Seção de texto:
Duas corridas fenomenais e histórias inspiradoras foram o que pudemos assistir nesta madrugada nos Jogos Olímpicos de Tóquio 2020. O autódromo de Fuji foi palco de belas disputas e roteiros tão envolventes quanto surpreendentes. Em ambas as categorias, vencedores que superaram obstáculos, acidentes, adversários poderosos e mostraram que para ser campeão é necessário sobretudo saber perder. É na relação com as derrotas que  nasce um campeão. O “privilégio de ter um coração partido” é alcançar a resiliência emocional que te faz avançar quando se esgotam as planilhas de treinamento. Quando já não há mais onde trabalhar o físico, o mental se sobressai. E isso vira inspiração. Mas chegaremos lá. Primeiro, vamos tratar do desenrolar das provas.

Annemiek, enfim o Ouro!

A prova feminina consistia de uma volta de 22km com largada e chegada no autódromo de Fuji. Duas duras subidas e um caminho sinuoso tornaram a prova mais difícil que o imaginado. As favoritas eram Chloe Dygert (USA), Anna Van der Breggen (HOL) e Annemiek Van Vleuten (HOL). Apenas 25 atletas classificaram-se para a disputa e Sarah Gigante (AUS) foi a primeira a estabelecer o melhor tempo, mas logo Ashley Moolman Pasio (ZAF) e Juliette Labous (FRA) bateram o tempo da Australiana.

A performance que surpreendeu a muitos foi de Amber Neben, (USA), de 46 anos que registrou o tempo de 31’26”, cerca de 42km/h de velocidade média. Neben é Bicampeã Mundial de Contrarrelógio e, aos 46 anos, mostrou ter ainda muita capacidade física. Os Estados Unidos que venceram as últimas 3 provas de Crono nas Olimpíadas com Kristin Armstrong (USA), conquistavam um bom resultado e ainda possuíam a principal favorita, Chloe Dygert (USA) que venceu o Mundial de Crono em 2019 e fazia o melhor tempo em Ímola 2020, quando se acidentou e abandonou a prova.

Dados fornecidos:
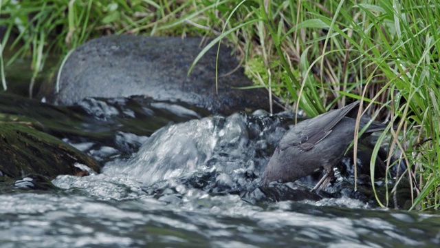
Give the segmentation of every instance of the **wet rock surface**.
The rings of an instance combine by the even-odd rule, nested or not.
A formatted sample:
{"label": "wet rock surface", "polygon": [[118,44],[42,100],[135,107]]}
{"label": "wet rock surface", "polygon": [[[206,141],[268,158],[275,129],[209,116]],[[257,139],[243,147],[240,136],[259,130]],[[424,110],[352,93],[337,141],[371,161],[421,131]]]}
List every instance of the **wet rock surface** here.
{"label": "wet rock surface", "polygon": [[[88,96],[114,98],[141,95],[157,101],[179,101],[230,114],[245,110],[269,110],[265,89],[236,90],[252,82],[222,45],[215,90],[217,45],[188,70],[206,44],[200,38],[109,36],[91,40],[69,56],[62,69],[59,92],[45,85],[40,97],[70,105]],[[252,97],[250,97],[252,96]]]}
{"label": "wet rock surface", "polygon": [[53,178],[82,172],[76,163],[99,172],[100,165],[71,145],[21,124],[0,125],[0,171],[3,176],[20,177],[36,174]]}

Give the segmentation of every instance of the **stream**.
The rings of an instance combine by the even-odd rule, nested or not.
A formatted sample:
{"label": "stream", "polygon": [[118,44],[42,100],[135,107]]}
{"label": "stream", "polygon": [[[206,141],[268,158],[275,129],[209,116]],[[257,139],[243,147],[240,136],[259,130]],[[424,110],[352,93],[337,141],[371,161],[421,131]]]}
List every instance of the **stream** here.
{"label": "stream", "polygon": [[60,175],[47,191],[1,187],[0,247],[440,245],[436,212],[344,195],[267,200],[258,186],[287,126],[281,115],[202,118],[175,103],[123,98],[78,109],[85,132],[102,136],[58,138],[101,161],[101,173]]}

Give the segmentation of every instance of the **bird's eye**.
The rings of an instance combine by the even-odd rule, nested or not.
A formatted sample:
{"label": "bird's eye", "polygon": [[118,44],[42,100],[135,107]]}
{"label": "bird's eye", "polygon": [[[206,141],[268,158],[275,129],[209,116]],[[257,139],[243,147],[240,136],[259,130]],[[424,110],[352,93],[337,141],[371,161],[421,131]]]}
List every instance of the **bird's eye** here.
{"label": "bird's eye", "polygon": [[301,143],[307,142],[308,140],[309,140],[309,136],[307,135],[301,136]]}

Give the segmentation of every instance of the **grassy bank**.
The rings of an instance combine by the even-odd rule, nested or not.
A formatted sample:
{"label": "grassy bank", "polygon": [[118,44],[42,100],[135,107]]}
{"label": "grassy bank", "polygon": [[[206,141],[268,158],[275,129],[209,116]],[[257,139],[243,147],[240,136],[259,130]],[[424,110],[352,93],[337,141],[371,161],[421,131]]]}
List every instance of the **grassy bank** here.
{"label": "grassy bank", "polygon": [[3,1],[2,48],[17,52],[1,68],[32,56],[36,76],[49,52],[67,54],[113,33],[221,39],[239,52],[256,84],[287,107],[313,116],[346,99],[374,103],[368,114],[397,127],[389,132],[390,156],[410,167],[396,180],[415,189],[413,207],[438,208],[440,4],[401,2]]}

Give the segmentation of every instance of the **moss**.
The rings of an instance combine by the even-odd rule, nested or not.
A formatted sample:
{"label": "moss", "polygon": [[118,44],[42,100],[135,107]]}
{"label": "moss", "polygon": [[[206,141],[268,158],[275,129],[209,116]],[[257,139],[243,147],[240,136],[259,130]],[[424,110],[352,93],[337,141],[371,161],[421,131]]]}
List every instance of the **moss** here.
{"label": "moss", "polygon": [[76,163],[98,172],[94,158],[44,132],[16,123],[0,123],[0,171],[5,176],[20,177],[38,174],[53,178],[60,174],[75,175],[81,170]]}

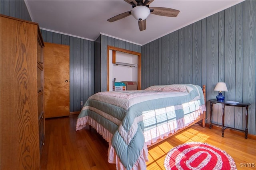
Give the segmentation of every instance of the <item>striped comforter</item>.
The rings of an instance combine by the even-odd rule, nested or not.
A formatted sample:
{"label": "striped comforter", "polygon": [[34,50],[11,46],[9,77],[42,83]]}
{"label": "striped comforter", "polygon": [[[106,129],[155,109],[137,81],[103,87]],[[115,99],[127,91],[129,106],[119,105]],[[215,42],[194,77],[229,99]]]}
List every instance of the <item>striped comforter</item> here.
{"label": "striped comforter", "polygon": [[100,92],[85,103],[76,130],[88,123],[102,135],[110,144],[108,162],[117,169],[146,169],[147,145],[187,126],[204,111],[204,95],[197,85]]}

Tarefas:
(A) Transcreva, do texto sobre o contrarrelógio de Tóquio, o trecho que vai de "A performance que" até "abandonou a prova.", inclusive.
(B) Segundo o texto sobre o contrarrelógio de Tóquio, em que consistia o percurso da prova feminina?

Respostas por tarefa:
(A)
A performance que surpreendeu a muitos foi de Amber Neben, (USA), de 46 anos que registrou o tempo de 31’26”, cerca de 42km/h de velocidade média. Neben é Bicampeã Mundial de Contrarrelógio e, aos 46 anos, mostrou ter ainda muita capacidade física. Os Estados Unidos que venceram as últimas 3 provas de Crono nas Olimpíadas com Kristin Armstrong (USA), conquistavam um bom resultado e ainda possuíam a principal favorita, Chloe Dygert (USA) que venceu o Mundial de Crono em 2019 e fazia o melhor tempo em Ímola 2020, quando se acidentou e abandonou a prova.

(B) Em uma volta de 22 km, com largada e chegada no autódromo de Fuji.